═════ Document ═════

Project Details
- Project Name
- Bay State Cohousing
- Architect
- French 2D
- Client/Owner
- Bay State Cohousing
- Project Types
- Community
- Project Scope
- New Construction
- Size
- 48,700 sq. feet
- Year Completed
- 2023
- Shared by
- Andrea Timpano
- Project Status
- Built
This article first appeared in the May/June 2023 issue of ARCHITECT.
Ten years ago, a group of nearly 30 households, comprising millennials, baby boomers, and ages in between, banded together with the goal of funding and creating co-housing for themselves in the Boston area. Now, their dream, Bay State Cohousing, has come to fruition.
When the group selected French 2D, a local architecture studio, to help bring their vision to life in 2016, principals Jenny French and Anda French, aia, relished the challenge. Though the sisters keep an eye toward collectivity and novel housing solutions in their work, they don’t specialize in co-housing. Yet this self-described “naïveté” gave them an edge; rather than lean on previous ideas about what co-housing should be, they could create a new—and custom—model for the clients.
Before French 2D started designing, the firm hosted workshops for the group to drill down on the wants and needs of the collective. “On any given day, there’d be 30, 40, 50 people in a room [with] all of their different perspectives, all playing different roles—the mediator, the question-taker—keeping each other in check,” Jenny says. Clients identified the features they knew they wanted, such as proximity to a train station, while using game-like exercises including rearranging images of home features—large and small closets, double vanity sinks, built-in shelving—to decide what was necessary in each unit. The group also laid out a charter to organize the residents’ core beliefs about co-living, as well as formalize their expected participation in self-governance and events such as movie clubs and game nights.

═════ Data block ═════

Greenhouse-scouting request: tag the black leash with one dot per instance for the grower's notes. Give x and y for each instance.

═════

** Exercises **
1. Change the Bay State Cohousing article from "Before French 2D" to "and game nights.", replacing "workshops" with "meetings".
2. According to the Bay State Cohousing article, how many households formed the group ten years ago?

** Answers to the problems **
1.
Before French 2D started designing, the firm hosted meetings for the group to drill down on the wants and needs of the collective. “On any given day, there’d be 30, 40, 50 people in a room [with] all of their different perspectives, all playing different roles—the mediator, the question-taker—keeping each other in check,” Jenny says. Clients identified the features they knew they wanted, such as proximity to a train station, while using game-like exercises including rearranging images of home features—large and small closets, double vanity sinks, built-in shelving—to decide what was necessary in each unit. The group also laid out a charter to organize the residents’ core beliefs about co-living, as well as formalize their expected participation in self-governance and events such as movie clubs and game nights.

2. Nearly 30 households.